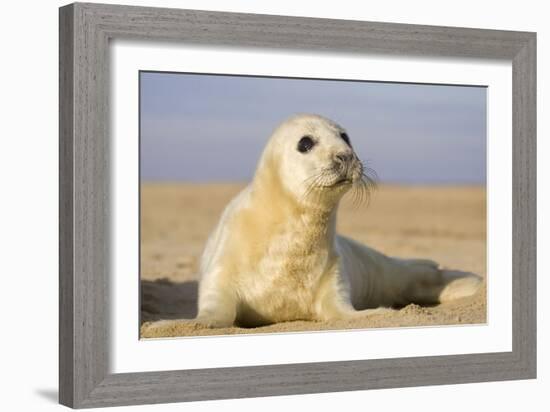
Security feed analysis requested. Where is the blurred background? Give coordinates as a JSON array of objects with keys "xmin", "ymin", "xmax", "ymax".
[
  {"xmin": 140, "ymin": 72, "xmax": 486, "ymax": 337},
  {"xmin": 140, "ymin": 72, "xmax": 486, "ymax": 184}
]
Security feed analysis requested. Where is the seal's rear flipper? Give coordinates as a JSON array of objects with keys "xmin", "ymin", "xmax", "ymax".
[{"xmin": 439, "ymin": 270, "xmax": 483, "ymax": 303}]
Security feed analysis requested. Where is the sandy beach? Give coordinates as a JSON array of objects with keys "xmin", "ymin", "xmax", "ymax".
[{"xmin": 141, "ymin": 183, "xmax": 486, "ymax": 338}]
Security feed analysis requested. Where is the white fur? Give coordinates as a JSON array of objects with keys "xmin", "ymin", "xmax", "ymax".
[{"xmin": 144, "ymin": 115, "xmax": 480, "ymax": 327}]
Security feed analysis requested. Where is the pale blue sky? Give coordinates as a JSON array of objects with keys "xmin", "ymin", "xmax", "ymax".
[{"xmin": 140, "ymin": 72, "xmax": 486, "ymax": 184}]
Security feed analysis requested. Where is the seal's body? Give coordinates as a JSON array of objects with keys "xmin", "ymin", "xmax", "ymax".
[
  {"xmin": 193, "ymin": 115, "xmax": 479, "ymax": 327},
  {"xmin": 144, "ymin": 115, "xmax": 480, "ymax": 327}
]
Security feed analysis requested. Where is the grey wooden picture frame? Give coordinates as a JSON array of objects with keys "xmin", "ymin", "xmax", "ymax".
[{"xmin": 59, "ymin": 3, "xmax": 537, "ymax": 408}]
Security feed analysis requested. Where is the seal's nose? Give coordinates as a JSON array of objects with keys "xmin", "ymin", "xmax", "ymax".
[{"xmin": 336, "ymin": 152, "xmax": 353, "ymax": 164}]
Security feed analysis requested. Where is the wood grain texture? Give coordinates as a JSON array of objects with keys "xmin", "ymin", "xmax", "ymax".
[{"xmin": 59, "ymin": 3, "xmax": 536, "ymax": 408}]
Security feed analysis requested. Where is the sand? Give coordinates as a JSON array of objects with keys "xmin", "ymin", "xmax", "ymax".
[{"xmin": 141, "ymin": 183, "xmax": 486, "ymax": 338}]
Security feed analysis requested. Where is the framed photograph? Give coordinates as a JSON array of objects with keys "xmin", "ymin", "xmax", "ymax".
[{"xmin": 59, "ymin": 3, "xmax": 536, "ymax": 408}]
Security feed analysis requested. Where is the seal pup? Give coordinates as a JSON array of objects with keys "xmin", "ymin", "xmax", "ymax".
[{"xmin": 150, "ymin": 114, "xmax": 481, "ymax": 328}]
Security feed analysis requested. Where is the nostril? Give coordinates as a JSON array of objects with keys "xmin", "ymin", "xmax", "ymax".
[{"xmin": 336, "ymin": 153, "xmax": 353, "ymax": 163}]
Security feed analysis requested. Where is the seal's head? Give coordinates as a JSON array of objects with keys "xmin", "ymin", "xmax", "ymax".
[{"xmin": 257, "ymin": 114, "xmax": 374, "ymax": 208}]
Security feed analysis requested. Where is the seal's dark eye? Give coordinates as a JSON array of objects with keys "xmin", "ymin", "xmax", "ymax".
[
  {"xmin": 340, "ymin": 132, "xmax": 351, "ymax": 147},
  {"xmin": 297, "ymin": 136, "xmax": 315, "ymax": 153}
]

▬▬▬

* [WHAT YOU SHOULD DO] Lay out every line of the entries above as a JSON list of strings, one string per line, with blank lines omitted. Leave the pictures out of the answer.

* [WRITTEN RESPONSE]
[
  "Security feed analysis requested. Where is the blurred background? Give coordinates as a JSON array of objects with keys \"xmin\", \"ymin\", \"xmax\", \"ymax\".",
  "[",
  "  {\"xmin\": 140, \"ymin\": 72, \"xmax\": 486, \"ymax\": 337},",
  "  {\"xmin\": 140, \"ymin\": 72, \"xmax\": 486, \"ymax\": 184}",
  "]",
  "Security feed analysis requested. Where is the seal's rear flipper? Give coordinates as a JSON array of objects with keys \"xmin\", \"ymin\", \"xmax\", \"ymax\".",
  "[{\"xmin\": 439, \"ymin\": 270, \"xmax\": 483, \"ymax\": 303}]",
  "Security feed analysis requested. Where is the sandy beach? Give coordinates as a JSON array of objects with keys \"xmin\", \"ymin\", \"xmax\", \"ymax\".",
  "[{\"xmin\": 141, \"ymin\": 183, \"xmax\": 486, \"ymax\": 338}]",
  "Security feed analysis requested. Where is the white fur? Give coordinates as a JSON array of objects with keys \"xmin\", \"ymin\", \"xmax\", \"ymax\".",
  "[{\"xmin\": 144, \"ymin\": 115, \"xmax\": 480, \"ymax\": 327}]",
  "Security feed analysis requested. Where is the pale blue sky? Give coordinates as a JSON array of objects with keys \"xmin\", \"ymin\", \"xmax\", \"ymax\".",
  "[{\"xmin\": 140, \"ymin\": 72, \"xmax\": 486, \"ymax\": 184}]",
  "Security feed analysis requested. Where is the seal's body? Give coordinates as a JSON array of objects with keys \"xmin\", \"ymin\", \"xmax\", \"ymax\".",
  "[",
  "  {\"xmin\": 193, \"ymin\": 115, \"xmax\": 479, \"ymax\": 327},",
  "  {\"xmin\": 144, \"ymin\": 115, \"xmax\": 480, \"ymax\": 327}",
  "]",
  "Security feed analysis requested. Where is the grey wooden picture frame? Give coordinates as a JSON array of objects with keys \"xmin\", \"ymin\", \"xmax\", \"ymax\".",
  "[{\"xmin\": 59, \"ymin\": 3, \"xmax\": 537, \"ymax\": 408}]",
  "Security feed analysis requested. Where is the seal's nose? Give coordinates as a JSON array of objects with keys \"xmin\", \"ymin\", \"xmax\", \"ymax\".",
  "[{\"xmin\": 336, \"ymin\": 152, \"xmax\": 353, \"ymax\": 164}]",
  "Security feed analysis requested. Where is the wood grain texture? Give coordinates as a JSON array of objects with keys \"xmin\", \"ymin\", \"xmax\", \"ymax\".",
  "[{\"xmin\": 59, \"ymin\": 3, \"xmax\": 536, \"ymax\": 408}]",
  "Security feed analysis requested. Where is the sand? Give coordinates as a JSON array of objects with keys \"xmin\", \"ymin\", \"xmax\", \"ymax\".",
  "[{\"xmin\": 141, \"ymin\": 183, \"xmax\": 486, \"ymax\": 338}]",
  "Security feed analysis requested. Where is the framed photograph? Give coordinates as a JSON array of objects with keys \"xmin\", \"ymin\", \"xmax\", \"ymax\".",
  "[{\"xmin\": 59, \"ymin\": 3, \"xmax\": 536, \"ymax\": 408}]",
  "Security feed analysis requested. Where is the seal pup? Give coordinates as a JSON array of objects with keys \"xmin\", \"ymin\", \"xmax\", \"ymax\".",
  "[{\"xmin\": 150, \"ymin\": 114, \"xmax\": 481, \"ymax\": 328}]",
  "Security feed analysis requested. Where is the nostril? Give coordinates as a JSON array of objects with keys \"xmin\", \"ymin\", \"xmax\", \"ymax\".",
  "[{\"xmin\": 336, \"ymin\": 153, \"xmax\": 353, \"ymax\": 163}]",
  "Security feed analysis requested. Where is the seal's head? Give coordinates as a JSON array of objects with keys \"xmin\", \"ymin\", \"xmax\", \"ymax\".",
  "[{\"xmin\": 257, \"ymin\": 114, \"xmax\": 374, \"ymax\": 208}]",
  "Security feed analysis requested. Where is the seal's dark eye? Give coordinates as a JSON array of objects with keys \"xmin\", \"ymin\", \"xmax\", \"ymax\".",
  "[",
  "  {\"xmin\": 340, \"ymin\": 132, \"xmax\": 351, \"ymax\": 147},",
  "  {\"xmin\": 297, \"ymin\": 136, \"xmax\": 315, \"ymax\": 153}",
  "]"
]